▶ _TEXT SECTION_
=-=-=-=-=

®

Today's poem is [Lightness is unfolding]
from Twenty-One After Days

Avec Books

Lisa Lubasch's collections of poetry are Twenty-One After Days (Avec Books, 2006), To Tell the Lamp (Avec, 2004), Vicinities (Avec, 2001), and How Many More of Them Are You? (Avec, 1999), which received the Norma Farber First Book Award. She is the translator of Paul Éluard's A Moral Lesson (Green Integer Books) and with Olivier Brossard, works by Fabienne Courtade and Jean-Michel Espitallier, among others. Selections from How Many More of Them Are You? were translated into French in 2002 and appear as a chapbook in Un bureau sur l'Atlantique's Format Américain series. She lives in New York City.

About Twenty-One After Days:

"In the beautifully realized pieces of Twenty-One After Days, her fourth collection, Lisa Lubasch explores the fine liminal spaces that exist between the world we know and that which we imagine. Processual and canny, these pieces add considerably to an already accomplished body of work. From the operatic personae of How Many More of Them Are You? to the mournful broken lyrics of Vicinities to the sonorous profusion of To Tell the Lamp, Lubasch has maintained a compelling interest in the phenomenology of language. What is this world that we name it? she asks. And by naming it how do we alter its character? Twenty-One After Days is a necessary work."

=-=-=-=-=

▶ _DATA SUPPLIED_
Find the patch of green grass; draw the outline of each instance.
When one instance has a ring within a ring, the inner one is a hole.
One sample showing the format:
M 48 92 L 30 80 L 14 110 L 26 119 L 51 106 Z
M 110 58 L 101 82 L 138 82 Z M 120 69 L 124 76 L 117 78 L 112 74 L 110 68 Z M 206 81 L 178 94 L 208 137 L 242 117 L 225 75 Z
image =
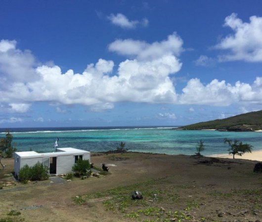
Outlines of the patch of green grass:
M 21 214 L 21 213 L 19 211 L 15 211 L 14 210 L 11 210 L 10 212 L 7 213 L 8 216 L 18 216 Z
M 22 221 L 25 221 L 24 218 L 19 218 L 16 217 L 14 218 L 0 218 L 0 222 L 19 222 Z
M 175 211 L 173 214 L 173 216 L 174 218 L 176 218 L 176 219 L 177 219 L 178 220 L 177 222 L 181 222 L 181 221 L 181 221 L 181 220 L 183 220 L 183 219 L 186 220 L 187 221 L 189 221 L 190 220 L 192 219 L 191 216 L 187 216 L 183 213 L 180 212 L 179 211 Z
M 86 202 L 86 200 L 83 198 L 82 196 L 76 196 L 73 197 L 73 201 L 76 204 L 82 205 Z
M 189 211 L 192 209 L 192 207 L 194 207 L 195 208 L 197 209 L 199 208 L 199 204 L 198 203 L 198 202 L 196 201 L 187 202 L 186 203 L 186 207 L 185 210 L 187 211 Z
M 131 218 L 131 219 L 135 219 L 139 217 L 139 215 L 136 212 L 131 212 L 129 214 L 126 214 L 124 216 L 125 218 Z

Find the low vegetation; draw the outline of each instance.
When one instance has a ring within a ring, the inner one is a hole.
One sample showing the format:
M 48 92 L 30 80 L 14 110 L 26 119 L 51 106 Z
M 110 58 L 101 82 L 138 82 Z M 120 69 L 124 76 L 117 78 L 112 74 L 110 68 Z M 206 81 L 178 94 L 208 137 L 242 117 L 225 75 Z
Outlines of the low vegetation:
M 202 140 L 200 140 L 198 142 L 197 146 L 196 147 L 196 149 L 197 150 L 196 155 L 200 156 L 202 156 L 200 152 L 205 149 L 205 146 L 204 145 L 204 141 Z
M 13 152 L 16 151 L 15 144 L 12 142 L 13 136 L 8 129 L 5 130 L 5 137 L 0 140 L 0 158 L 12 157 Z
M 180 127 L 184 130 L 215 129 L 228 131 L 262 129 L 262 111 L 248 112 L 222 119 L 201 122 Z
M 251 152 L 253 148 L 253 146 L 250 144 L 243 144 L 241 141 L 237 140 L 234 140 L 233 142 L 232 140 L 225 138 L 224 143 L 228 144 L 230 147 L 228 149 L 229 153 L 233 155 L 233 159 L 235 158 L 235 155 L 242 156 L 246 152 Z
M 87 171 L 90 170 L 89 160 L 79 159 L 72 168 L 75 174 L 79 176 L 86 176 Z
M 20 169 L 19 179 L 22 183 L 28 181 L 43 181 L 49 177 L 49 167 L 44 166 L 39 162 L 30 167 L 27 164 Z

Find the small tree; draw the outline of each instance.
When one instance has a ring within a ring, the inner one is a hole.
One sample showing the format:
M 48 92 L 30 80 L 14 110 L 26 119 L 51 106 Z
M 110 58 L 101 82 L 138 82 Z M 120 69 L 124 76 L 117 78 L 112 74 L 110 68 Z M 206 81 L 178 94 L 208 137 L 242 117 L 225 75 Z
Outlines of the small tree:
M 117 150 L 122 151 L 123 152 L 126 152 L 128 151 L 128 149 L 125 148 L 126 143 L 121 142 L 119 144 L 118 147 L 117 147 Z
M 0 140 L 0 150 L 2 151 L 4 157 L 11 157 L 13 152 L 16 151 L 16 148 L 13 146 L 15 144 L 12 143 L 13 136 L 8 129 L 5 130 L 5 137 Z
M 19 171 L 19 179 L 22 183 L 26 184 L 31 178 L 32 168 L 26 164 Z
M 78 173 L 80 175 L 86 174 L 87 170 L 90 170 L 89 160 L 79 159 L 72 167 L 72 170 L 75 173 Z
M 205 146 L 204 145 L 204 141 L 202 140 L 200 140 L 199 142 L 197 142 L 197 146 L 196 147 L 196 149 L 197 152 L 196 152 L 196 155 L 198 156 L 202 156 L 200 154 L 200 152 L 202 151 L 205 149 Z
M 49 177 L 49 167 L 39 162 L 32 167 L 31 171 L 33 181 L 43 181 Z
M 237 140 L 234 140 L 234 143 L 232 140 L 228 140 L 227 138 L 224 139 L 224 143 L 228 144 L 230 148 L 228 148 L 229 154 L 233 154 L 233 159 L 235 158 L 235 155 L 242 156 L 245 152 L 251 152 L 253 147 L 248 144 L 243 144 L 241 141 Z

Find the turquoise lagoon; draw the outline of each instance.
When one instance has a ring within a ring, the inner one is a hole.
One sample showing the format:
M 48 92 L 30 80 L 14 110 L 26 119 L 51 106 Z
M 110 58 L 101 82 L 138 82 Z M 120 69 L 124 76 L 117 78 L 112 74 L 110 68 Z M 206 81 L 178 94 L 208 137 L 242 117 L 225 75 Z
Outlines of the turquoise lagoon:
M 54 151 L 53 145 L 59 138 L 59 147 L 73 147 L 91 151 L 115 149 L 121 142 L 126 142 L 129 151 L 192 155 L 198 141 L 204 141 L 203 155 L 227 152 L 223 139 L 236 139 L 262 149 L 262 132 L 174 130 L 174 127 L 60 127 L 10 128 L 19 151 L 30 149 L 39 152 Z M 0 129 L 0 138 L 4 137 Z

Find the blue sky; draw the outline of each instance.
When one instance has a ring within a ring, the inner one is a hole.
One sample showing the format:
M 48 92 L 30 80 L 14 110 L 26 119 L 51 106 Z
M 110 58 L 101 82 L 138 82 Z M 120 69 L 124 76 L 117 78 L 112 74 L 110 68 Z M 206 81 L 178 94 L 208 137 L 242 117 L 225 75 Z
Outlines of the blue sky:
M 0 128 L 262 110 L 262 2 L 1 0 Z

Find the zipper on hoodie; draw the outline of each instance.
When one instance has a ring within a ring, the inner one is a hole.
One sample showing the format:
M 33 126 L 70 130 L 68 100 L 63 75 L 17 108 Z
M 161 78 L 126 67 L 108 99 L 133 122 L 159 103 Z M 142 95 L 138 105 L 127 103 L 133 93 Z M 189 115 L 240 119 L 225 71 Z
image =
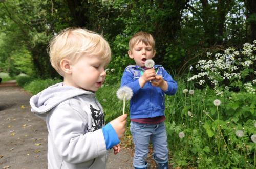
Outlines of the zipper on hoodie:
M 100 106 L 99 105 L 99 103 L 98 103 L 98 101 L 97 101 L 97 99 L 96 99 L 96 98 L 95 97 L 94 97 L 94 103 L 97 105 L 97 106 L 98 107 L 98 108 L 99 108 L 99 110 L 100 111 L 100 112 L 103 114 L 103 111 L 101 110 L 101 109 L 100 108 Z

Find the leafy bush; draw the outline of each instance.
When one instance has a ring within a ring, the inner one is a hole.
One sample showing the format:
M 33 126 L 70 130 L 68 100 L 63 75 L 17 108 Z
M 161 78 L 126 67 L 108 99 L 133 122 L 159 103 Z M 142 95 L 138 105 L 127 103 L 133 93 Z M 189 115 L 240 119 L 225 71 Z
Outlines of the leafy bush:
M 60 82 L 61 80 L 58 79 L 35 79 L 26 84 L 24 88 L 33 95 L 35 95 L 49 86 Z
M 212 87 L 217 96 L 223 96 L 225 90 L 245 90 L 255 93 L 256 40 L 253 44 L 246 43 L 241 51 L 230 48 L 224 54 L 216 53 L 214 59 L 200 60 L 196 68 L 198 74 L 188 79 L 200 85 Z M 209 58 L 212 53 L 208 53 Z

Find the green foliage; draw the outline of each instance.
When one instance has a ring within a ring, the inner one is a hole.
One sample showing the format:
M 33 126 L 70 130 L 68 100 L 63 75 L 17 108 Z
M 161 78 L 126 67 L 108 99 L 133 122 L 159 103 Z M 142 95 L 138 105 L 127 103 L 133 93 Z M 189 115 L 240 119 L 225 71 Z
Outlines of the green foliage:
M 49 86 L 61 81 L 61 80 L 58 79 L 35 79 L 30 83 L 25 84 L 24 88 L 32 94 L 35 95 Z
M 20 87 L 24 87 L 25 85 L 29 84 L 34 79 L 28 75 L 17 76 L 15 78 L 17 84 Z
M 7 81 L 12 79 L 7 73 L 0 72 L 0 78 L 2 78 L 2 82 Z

=-=-=-=-=

▶ _TASKS AND EXERCISES_
1: Please duplicate the passage of the Lisa Lubasch text between "Today's poem is" and "New York City.", inclusive.
2: Answer these from the Lisa Lubasch text:
(a) Which of her collections received the Norma Farber First Book Award?
(b) In what city does she live?
(c) Which of her collections is Twenty-One After Days?
The material has nothing to do with the Lisa Lubasch text.

▶ _ANSWERS TO EACH TASK_
1:
Today's poem is [Lightness is unfolding]
from Twenty-One After Days

Avec Books

Lisa Lubasch's collections of poetry are Twenty-One After Days (Avec Books, 2006), To Tell the Lamp (Avec, 2004), Vicinities (Avec, 2001), and How Many More of Them Are You? (Avec, 1999), which received the Norma Farber First Book Award. She is the translator of Paul Éluard's A Moral Lesson (Green Integer Books) and with Olivier Brossard, works by Fabienne Courtade and Jean-Michel Espitallier, among others. Selections from How Many More of Them Are You? were translated into French in 2002 and appear as a chapbook in Un bureau sur l'Atlantique's Format Américain series. She lives in New York City.

2:
(a) How Many More of Them Are You?
(b) New York City
(c) Her fourth